Ireland has climbed up an important international league table. But in this case it might have preferred to stay lower down the rankings.
In 2023, according to US data, Ireland was sixth in a list of countries with which the US has a trade deficit in goods, ranked by the dollar amount of the deficit. In 2024 Ireland climbed to fourth, behind China, Mexico and Vietnam – having overtaken Germany and Japan.
For a smallish economy, that leaves Ireland exposed as the Trump administration focuses on countries with which the United States has a deficit, seen by the president and his advisers as an indicator that the US is being treated unfairly.
The figures
The US department of commerce recently published its data for the US trade relationship with other countries in 2024, with an overall deficit in goods trade of some $1.2 trillion (€1.1 trillion). It is worth noting that while all the focus is on trade in goods, the US has a significant surplus of more than $300 billion in trade in services, an area which has grown much more rapidly in recent years.
The US deficit on goods trade with Ireland was recorded as $86.7 billion, up from $65.5 billion the previous year. It is too early for a full breakdown, though we know from the Irish data that pharma exports – mainly from US plants here back to the American market – were responsible for the bulk of this.

> _WORK INSTRUCTION_: Reproduce the stretch from "Ireland has climbed" through "Germany and Japan." in the text on Ireland's trade deficit with the US, swapping "climbed" for "rose" each time it occurs.

Records from a data source:
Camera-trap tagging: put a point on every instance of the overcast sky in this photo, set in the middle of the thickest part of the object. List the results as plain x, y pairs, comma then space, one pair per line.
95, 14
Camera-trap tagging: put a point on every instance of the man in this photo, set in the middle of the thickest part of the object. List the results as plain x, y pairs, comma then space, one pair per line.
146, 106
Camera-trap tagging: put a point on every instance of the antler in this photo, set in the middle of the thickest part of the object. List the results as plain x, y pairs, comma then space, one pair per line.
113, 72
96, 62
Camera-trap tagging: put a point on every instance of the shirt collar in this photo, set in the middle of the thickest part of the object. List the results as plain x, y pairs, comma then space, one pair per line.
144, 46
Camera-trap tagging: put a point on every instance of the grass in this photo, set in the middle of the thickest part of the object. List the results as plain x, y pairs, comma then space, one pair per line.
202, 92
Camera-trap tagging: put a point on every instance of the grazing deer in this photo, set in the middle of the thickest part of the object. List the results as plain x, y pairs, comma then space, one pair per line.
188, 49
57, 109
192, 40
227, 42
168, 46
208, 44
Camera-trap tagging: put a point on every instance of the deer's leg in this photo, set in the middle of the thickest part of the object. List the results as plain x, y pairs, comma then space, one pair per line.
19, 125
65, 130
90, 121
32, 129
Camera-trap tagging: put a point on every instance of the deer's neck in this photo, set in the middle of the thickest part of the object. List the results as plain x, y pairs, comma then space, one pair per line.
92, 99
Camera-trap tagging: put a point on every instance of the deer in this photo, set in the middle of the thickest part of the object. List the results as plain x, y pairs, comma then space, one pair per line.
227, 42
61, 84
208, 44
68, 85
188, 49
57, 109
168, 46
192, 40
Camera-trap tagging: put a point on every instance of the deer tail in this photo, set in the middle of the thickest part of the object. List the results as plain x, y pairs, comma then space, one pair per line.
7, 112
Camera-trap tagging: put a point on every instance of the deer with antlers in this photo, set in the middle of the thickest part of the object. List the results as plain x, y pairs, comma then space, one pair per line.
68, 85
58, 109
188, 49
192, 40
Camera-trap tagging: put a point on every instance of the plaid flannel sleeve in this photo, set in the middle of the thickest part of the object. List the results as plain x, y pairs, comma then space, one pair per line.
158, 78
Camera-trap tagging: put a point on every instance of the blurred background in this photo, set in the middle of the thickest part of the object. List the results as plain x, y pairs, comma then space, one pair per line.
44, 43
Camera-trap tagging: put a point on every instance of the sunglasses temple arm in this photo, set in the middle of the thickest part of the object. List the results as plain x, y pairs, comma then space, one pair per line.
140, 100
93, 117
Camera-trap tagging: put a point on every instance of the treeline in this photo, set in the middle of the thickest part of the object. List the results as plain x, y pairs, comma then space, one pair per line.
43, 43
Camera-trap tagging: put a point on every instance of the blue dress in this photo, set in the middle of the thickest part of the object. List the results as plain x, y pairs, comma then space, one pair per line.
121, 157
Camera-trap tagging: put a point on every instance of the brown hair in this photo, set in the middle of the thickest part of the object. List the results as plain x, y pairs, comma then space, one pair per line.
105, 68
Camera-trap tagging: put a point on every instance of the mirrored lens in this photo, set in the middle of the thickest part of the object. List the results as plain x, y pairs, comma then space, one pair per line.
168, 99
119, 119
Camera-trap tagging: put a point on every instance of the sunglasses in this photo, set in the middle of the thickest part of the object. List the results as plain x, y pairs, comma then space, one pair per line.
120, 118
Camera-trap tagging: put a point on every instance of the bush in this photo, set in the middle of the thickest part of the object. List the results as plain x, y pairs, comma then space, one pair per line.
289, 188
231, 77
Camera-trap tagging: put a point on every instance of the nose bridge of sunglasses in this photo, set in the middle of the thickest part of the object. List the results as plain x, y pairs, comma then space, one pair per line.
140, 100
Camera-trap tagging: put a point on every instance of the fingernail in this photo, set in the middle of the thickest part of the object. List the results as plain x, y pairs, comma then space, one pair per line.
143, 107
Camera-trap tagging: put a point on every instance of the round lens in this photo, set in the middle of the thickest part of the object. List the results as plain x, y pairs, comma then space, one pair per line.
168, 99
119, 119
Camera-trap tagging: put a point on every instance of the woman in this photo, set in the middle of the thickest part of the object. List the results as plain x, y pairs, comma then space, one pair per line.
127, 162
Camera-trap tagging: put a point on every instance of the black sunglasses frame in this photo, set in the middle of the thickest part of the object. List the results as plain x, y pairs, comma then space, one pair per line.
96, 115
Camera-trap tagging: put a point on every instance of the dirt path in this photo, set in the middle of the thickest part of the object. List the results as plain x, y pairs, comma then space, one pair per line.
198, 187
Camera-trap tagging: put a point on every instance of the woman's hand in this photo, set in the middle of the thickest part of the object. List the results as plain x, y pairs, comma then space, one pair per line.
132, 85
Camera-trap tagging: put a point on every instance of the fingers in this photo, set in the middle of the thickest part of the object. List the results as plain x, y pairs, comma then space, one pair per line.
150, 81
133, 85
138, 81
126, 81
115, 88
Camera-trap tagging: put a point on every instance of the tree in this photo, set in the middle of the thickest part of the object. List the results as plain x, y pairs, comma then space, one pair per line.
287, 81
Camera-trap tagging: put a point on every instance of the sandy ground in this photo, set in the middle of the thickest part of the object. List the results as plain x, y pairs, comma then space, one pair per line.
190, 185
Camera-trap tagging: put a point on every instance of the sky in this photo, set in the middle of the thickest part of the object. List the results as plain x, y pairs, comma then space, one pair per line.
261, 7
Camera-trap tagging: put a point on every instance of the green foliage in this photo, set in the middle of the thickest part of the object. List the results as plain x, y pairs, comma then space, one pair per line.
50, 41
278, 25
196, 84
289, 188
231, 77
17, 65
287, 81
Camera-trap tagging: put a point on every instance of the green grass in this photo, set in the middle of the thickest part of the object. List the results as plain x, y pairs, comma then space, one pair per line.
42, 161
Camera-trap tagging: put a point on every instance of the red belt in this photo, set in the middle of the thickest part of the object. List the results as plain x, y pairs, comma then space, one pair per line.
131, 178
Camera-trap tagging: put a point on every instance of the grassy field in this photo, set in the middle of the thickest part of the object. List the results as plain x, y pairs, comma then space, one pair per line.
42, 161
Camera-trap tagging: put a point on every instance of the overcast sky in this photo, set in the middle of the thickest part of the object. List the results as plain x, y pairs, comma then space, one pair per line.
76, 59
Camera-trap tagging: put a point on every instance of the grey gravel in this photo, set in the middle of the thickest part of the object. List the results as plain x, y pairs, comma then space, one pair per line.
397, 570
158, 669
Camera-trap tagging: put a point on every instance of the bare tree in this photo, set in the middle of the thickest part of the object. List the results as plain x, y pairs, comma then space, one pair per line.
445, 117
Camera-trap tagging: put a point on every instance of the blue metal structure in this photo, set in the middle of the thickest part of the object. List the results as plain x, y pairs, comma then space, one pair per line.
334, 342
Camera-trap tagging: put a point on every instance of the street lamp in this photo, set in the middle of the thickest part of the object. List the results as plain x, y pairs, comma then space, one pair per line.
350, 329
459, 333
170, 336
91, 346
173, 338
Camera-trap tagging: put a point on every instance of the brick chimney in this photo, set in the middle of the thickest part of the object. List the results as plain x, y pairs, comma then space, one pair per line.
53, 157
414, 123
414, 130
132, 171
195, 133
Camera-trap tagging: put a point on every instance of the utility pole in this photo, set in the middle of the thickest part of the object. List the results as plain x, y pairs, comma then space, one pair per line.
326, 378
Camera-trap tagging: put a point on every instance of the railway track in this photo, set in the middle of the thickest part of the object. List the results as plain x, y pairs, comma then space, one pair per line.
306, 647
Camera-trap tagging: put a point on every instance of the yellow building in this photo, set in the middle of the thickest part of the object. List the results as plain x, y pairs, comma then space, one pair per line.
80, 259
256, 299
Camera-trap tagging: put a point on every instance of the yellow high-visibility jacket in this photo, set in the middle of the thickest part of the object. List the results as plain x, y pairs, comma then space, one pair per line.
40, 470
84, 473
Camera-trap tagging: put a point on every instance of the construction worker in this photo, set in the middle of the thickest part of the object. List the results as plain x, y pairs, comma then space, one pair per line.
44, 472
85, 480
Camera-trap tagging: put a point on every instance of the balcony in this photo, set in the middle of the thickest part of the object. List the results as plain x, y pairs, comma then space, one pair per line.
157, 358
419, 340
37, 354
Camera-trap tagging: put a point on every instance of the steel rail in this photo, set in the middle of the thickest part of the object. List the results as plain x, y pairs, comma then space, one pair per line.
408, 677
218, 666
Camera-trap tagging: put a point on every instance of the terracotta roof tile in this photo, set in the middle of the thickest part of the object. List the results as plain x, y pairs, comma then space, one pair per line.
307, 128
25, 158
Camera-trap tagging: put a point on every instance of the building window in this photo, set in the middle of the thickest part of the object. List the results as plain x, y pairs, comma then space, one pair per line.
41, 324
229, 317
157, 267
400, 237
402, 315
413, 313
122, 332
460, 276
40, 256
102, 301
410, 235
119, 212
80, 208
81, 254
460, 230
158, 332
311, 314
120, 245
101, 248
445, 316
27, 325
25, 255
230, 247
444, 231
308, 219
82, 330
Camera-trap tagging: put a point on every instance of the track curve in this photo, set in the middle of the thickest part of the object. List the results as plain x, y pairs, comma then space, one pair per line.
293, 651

> _WRITTEN RESPONSE_:
Ireland has rose up an important international league table. But in this case it might have preferred to stay lower down the rankings.
In 2023, according to US data, Ireland was sixth in a list of countries with which the US has a trade deficit in goods, ranked by the dollar amount of the deficit. In 2024 Ireland rose to fourth, behind China, Mexico and Vietnam – having overtaken Germany and Japan.